(Tasks to complete):
1. According to the passage on Hong Kong politics, in what month did Hong Kong's legislature reject Beijing's elections proposal?
2. Reproduce the passage on Hong Kong politics starting with "Still, by failing" and going on through "Hong Kong’s self-governance.".

-- Start Source extract --

Veg, who has written extensively about Hong Kong politics, says protest leaders are being too hard on themselves by declaring their efforts to be a failure. In June, he noted, Hong Kong’s legislature composed of a majority of democracy advocates rejected Beijing’s elections proposal. That, he said, deprived the Chinese Communist Party of bragging rights that it had granted “universal suffrage” to Hong Kong, a huge propaganda setback for Beijing.

Still, by failing to endorse the elections proposal, Hong Kong is now left with the status quo, in which China’s leaders will continue to directly select the region’s chief executive. That reality has prompted some activists to ponder various long-term strategies for securing Hong Kong’s self-governance.

Scholarism leader Joshua Wong, who was in the United States over the last week, has floated the idea of a series of civic referendums to help Hong Kong could shape its future after 2047. That’s the year that mainland China attains full control of the former British colony, including its currency, court system and freedom of speech.

-- End Source extract --
-- Start Provided material --

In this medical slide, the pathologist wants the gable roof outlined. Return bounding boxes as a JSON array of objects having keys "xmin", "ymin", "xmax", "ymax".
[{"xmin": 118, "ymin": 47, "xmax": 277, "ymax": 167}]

-- End Provided material --

(Responses to the exercise):
1. June

2.
Still, by failing to endorse the elections proposal, Hong Kong is now left with the status quo, in which China’s leaders will continue to directly select the region’s chief executive. That reality has prompted some activists to ponder various long-term strategies for securing Hong Kong’s self-governance.